Text shown:
+++
In this lab, we will study the *implicit bias* induced by *Gradient Descent* optimization in the simple case of *linear regression*, fitted on a toy dataset. In particular, we will show that GD-optimized weights converge to the **least norm** solution of the linear regression problem.

Then, we will study how different initializations and different optimizers affect the weights learned by a *Convolutional neural network*.


An analysis of implicit regularization (aka implicit bias) induced by *Stochastic Gradient Descent* in *full-width linear fully-connected* and *full-width linear convolutional* neural networks is provided in [this paper](https://arxiv.org/abs/1806.00468).



In [None]:
import numpy as np
import matplotlib.pyplot as plt
from scipy import linalg as LA
import random

random.seed(546)
np.random.seed(987)

## Linear regression


Let's first create a function which generates data. You've already seen this in many previous labs.

In [None]:
def datagen(d, points, m, M, w, sigma):
    X = np.zeros((points,d))
    for i in range(points):
        X[i,:] = np.random.uniform(m, M, d)
    eps = np.random.normal(0, sigma, points)
    y = np.dot(X,w) + eps 
    return X, y

We can visualise the data created if $d=1$.

In [None]:
d = 1
w = np.random.normal(0, 1, d)
sigma = 3
points = 100
m = -10
M = 10

X, y = datagen(d, points, m, M, w, sigma)
fig, ax =plt.subplots()
ax.scatter(X,y)
ax.plot(X,np.dot(X,w), color = "red")
ax.set_title('Data')

fig.show()

Let's now create the data set that we will use, in a higher dimension.
+++
Stored entries
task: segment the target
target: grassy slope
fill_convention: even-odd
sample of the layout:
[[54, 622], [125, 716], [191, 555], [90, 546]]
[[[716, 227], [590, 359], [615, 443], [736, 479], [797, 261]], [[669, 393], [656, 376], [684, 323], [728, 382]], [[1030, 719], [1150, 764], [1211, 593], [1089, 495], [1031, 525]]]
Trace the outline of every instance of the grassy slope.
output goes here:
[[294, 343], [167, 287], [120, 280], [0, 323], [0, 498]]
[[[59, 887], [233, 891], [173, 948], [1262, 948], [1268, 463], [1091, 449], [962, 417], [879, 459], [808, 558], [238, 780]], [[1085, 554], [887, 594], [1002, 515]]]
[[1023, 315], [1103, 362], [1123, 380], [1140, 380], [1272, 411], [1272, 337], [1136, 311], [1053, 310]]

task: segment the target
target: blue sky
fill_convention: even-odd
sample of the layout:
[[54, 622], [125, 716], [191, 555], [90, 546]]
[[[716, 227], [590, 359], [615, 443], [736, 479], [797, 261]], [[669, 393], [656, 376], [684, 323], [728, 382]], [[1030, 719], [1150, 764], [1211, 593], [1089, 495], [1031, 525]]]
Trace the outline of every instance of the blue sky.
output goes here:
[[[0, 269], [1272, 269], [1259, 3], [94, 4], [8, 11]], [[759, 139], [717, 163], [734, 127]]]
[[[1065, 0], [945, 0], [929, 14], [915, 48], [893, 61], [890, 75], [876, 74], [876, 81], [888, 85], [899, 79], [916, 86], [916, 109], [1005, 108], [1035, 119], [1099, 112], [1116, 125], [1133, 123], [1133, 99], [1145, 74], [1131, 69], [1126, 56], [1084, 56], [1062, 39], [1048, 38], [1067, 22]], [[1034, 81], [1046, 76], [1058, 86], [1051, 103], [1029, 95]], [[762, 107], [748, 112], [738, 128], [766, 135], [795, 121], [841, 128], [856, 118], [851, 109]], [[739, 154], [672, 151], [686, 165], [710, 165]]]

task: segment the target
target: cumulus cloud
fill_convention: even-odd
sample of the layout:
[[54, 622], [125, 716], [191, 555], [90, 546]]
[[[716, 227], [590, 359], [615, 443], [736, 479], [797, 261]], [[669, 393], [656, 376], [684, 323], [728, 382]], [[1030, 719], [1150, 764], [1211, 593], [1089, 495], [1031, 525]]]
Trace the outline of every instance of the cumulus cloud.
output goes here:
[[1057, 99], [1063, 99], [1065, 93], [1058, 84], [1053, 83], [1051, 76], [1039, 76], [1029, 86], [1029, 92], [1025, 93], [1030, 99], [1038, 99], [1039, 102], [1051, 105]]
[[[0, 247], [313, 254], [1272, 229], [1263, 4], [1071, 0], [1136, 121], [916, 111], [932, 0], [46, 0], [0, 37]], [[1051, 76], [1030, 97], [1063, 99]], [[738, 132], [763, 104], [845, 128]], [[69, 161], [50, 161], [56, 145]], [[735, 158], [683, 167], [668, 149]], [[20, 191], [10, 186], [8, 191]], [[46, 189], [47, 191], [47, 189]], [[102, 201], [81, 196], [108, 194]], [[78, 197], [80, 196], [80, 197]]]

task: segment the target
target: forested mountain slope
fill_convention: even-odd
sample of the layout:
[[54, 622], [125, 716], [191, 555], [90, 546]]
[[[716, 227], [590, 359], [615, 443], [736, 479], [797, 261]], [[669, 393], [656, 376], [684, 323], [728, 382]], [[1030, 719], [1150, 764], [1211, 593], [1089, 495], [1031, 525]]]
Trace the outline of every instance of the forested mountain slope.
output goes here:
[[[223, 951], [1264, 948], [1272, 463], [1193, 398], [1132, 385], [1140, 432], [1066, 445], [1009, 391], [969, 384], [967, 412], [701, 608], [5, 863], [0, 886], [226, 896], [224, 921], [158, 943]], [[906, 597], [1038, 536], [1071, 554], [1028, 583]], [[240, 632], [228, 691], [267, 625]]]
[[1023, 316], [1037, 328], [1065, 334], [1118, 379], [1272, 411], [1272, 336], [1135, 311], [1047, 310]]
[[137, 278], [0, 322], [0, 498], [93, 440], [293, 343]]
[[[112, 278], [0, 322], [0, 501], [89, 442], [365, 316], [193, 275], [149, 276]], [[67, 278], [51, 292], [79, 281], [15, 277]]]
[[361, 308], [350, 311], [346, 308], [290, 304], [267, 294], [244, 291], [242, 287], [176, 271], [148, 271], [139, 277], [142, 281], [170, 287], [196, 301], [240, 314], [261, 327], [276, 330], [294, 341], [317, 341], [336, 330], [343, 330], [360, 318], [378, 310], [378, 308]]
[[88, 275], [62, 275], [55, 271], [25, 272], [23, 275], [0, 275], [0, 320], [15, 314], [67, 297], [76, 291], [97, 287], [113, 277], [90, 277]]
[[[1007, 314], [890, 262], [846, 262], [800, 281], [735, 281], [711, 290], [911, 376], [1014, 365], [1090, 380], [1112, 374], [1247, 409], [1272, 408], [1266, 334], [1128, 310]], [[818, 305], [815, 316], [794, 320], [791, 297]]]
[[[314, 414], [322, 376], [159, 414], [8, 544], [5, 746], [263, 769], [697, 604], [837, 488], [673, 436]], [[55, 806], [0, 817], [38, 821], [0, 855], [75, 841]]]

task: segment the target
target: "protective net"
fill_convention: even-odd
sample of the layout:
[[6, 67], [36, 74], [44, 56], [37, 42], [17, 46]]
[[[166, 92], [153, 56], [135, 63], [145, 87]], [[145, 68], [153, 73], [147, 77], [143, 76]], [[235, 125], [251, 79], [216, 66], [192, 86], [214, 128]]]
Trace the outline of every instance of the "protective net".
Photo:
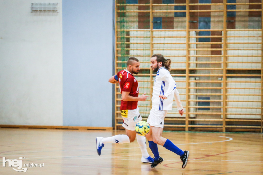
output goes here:
[[[261, 0], [118, 0], [116, 73], [130, 56], [140, 61], [135, 78], [140, 112], [148, 117], [155, 73], [151, 56], [171, 60], [185, 113], [174, 102], [170, 130], [262, 132], [263, 73]], [[115, 126], [121, 125], [116, 86]]]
+++
Requests:
a – According to the gradient descent lab, to which solution of the linear regression problem do GD-optimized weights converge?
b – Carry on the gradient descent lab from its last line.

Answers to the exercise:
a – They converge to the least norm solution.

b –
In [None]:
d = 10
w = np.random.normal(0,1,d)
sigma = 3
points = 1000
m = -10
M = 10

X, y = datagen(d, points, m, M, w, sigma)

In the case of **linear regression**, fitted by means of *least squares*, we optimize the following loss function:
$$
L=\|y-Xw\|_{2}^{2}.
$$

If we choose the *GD* optimization algorithm, we perform weight updates proportional to the gradient of the loss function:
$$
\nabla_{w} L = -X(y-Xw).
$$

Additionally, notice that the **least norm** solution of the *linear regression* problem is given by:
$$
w^{*}=(X^{T}X + \lambda I)^{-1}X^{T}y.
$$

##### 1. Compute the least norm solution of the linear regression problem.

In [None]:
def least_norm_reg(X, y, lam):
    # YOUR CODE
    pass

##### 2. Perform GD optimization of the linear regression problem iteratively, storing the weights at each iteration.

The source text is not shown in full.